▸ Task:
Under this line are the records; write out word for word the part that begins at the line containing "Query: green outfield grass" and ends at the line containing "Need: a point for each instance of the mowed", and no more.

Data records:
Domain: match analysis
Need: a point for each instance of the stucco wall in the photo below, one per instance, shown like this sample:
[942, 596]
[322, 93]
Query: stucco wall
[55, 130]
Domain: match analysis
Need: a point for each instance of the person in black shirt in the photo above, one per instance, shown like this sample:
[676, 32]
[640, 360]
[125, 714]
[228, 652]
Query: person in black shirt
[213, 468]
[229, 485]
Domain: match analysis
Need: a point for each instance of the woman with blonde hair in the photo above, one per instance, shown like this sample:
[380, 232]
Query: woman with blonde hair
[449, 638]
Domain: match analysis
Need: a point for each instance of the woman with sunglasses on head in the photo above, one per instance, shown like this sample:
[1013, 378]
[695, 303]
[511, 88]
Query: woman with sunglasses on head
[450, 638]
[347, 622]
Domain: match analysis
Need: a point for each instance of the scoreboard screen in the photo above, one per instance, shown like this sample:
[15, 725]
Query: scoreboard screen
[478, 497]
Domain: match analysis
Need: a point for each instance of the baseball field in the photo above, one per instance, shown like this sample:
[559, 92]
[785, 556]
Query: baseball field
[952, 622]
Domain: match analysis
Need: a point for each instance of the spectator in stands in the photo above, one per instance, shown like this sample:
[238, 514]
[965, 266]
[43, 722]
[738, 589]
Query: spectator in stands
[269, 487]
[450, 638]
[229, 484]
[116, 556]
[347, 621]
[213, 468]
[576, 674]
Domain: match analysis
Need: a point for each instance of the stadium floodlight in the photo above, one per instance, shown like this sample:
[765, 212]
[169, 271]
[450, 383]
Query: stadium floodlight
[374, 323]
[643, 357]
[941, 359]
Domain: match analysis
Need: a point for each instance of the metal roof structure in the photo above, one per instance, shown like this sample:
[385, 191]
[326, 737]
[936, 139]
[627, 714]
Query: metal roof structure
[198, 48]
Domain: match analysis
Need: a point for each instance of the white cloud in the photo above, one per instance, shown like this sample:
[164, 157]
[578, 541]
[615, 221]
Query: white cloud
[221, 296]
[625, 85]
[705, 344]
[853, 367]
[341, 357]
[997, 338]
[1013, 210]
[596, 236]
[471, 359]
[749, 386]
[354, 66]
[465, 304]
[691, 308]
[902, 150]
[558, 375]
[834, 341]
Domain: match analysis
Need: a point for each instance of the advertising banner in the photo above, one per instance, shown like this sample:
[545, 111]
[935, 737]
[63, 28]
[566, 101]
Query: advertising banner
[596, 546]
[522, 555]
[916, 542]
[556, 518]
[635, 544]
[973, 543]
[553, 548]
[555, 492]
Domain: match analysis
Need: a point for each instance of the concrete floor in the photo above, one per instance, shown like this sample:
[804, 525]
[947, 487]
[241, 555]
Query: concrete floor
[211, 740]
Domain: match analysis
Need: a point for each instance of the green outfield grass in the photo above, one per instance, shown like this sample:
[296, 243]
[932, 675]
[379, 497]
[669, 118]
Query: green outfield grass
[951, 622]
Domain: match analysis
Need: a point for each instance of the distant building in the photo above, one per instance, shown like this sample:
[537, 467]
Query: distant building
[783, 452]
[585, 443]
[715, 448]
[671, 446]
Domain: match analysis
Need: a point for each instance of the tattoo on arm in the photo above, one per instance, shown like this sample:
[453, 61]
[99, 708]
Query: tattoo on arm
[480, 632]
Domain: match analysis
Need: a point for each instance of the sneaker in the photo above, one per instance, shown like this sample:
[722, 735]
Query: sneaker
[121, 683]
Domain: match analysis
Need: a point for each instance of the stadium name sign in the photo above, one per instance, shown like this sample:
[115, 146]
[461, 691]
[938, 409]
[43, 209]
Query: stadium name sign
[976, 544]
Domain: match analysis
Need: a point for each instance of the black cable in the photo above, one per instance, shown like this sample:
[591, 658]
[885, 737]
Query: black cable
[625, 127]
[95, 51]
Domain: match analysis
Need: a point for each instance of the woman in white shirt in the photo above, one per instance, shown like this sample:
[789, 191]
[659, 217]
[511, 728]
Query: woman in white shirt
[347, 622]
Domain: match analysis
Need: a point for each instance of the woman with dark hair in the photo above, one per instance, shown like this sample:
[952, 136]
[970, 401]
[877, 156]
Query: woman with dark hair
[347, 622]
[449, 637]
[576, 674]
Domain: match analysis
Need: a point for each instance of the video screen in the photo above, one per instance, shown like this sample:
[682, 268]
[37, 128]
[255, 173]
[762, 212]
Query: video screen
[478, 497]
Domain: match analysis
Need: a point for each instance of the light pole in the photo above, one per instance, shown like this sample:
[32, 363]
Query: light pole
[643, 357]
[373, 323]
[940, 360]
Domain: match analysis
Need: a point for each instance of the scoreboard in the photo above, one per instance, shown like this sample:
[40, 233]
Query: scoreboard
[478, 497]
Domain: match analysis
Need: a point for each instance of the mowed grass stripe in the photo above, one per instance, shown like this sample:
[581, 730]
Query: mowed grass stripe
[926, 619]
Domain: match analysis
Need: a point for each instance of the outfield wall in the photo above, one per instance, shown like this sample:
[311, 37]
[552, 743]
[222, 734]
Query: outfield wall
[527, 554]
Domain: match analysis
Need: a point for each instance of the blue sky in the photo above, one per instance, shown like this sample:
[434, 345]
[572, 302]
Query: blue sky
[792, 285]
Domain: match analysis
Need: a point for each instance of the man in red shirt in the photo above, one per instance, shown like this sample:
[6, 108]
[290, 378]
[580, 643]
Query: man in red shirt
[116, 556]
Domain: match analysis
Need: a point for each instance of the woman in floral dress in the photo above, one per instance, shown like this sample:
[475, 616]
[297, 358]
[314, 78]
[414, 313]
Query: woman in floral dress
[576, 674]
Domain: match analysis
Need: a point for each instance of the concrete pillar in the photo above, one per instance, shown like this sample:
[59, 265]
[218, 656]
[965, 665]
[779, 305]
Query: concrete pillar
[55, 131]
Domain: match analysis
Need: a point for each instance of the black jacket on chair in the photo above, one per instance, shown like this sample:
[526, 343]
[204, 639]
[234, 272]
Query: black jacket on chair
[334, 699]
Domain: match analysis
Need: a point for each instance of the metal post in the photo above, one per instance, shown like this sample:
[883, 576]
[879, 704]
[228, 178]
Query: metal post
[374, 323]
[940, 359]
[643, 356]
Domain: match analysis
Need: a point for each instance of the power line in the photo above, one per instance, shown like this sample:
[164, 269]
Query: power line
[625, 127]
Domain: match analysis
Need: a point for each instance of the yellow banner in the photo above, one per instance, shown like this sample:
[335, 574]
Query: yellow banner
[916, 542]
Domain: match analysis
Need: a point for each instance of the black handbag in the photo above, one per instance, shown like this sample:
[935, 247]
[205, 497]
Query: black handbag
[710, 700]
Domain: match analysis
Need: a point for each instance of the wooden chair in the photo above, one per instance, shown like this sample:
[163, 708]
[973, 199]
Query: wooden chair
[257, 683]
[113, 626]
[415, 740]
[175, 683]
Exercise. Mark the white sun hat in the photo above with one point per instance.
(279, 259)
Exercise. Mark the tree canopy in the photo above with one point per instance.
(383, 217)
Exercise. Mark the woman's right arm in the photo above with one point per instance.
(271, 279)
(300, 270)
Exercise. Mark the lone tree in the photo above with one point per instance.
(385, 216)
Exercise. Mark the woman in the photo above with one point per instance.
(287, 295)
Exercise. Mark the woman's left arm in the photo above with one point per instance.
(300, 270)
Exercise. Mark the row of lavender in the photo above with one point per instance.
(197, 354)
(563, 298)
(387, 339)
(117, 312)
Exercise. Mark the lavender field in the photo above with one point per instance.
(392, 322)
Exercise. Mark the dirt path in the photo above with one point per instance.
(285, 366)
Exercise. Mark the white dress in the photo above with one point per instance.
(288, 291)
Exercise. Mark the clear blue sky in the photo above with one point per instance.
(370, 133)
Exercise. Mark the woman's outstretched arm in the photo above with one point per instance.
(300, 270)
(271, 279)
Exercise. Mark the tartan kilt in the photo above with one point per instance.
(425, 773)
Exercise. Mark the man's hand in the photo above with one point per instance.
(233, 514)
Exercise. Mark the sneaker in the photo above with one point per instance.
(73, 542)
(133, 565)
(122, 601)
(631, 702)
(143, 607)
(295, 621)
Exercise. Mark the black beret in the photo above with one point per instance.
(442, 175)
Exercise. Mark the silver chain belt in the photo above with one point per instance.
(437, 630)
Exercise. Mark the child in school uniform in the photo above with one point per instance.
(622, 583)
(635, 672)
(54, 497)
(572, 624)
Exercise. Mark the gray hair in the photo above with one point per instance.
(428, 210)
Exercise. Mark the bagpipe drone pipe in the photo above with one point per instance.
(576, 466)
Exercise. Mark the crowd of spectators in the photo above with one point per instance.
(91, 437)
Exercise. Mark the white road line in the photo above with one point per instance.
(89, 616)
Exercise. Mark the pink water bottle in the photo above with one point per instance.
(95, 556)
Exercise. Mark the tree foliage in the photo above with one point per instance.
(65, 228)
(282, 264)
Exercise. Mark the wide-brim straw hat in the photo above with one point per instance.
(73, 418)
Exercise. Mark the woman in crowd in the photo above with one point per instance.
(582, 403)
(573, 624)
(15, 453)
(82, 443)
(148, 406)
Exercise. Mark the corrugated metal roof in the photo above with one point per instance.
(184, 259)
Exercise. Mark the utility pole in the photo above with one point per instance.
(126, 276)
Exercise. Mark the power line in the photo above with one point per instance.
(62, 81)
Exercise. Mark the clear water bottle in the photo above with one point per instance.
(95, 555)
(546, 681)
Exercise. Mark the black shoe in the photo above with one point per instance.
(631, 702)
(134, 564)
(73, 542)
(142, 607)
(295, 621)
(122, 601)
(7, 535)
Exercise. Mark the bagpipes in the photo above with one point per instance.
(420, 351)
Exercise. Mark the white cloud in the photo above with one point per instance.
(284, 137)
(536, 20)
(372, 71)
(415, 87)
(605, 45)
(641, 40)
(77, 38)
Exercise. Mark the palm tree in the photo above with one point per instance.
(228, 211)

▸ Answer for the task:
Query: green outfield grass
[951, 622]
Domain: match analysis
Need: a point for each instance of the distant building in the photo above, one per instance, shown like this sample:
[537, 467]
Query: distant building
[783, 452]
[585, 443]
[715, 448]
[671, 446]
Domain: match analysis
Need: a point for each instance of the tattoo on arm in the photo above, one per instance, shown like this sample:
[453, 61]
[99, 708]
Query: tattoo on arm
[480, 632]
Domain: match analysis
Need: a point for each instance of the sneaker in the photo above, one per instance, shown like this sample:
[722, 735]
Query: sneaker
[121, 683]
Domain: match analysis
Need: a point for each instance of the stadium name sign in the photo above, one per instance, shown like this sample:
[115, 146]
[461, 691]
[938, 409]
[43, 209]
Query: stadium name sign
[976, 544]
Domain: match analysis
Need: a point for each instance of the black cable in the photo above, one per instance, shown like this sample:
[591, 658]
[885, 737]
Query: black cable
[625, 127]
[95, 51]
Domain: match analysis
Need: a point for each instance of the woman in white shirt in the photo above, one per instance, shown like this sample:
[789, 191]
[659, 217]
[511, 728]
Query: woman in white shirt
[347, 622]
Domain: match analysis
Need: a point for each instance of the woman with dark hair in the photo above, one per instance, shown like this sample:
[952, 136]
[970, 401]
[877, 156]
Query: woman with dark hair
[347, 622]
[449, 637]
[576, 674]
Domain: match analysis
Need: a point for each instance of the video screen in the photo above, one per instance, shown like this sample:
[682, 268]
[37, 128]
[255, 173]
[762, 212]
Query: video screen
[478, 497]
Domain: match analysis
Need: a point for each instance of the light pole in the photo above, one per instance, shown like this sample:
[32, 363]
Query: light pole
[643, 357]
[373, 323]
[940, 360]
Domain: match analysis
Need: a point for each instance of the scoreboard in the photo above, one per instance, shown like this sample:
[40, 233]
Query: scoreboard
[478, 497]
Domain: match analysis
Need: a point for each instance of the mowed grass stripe in the photo above, one per instance, shown like this sample:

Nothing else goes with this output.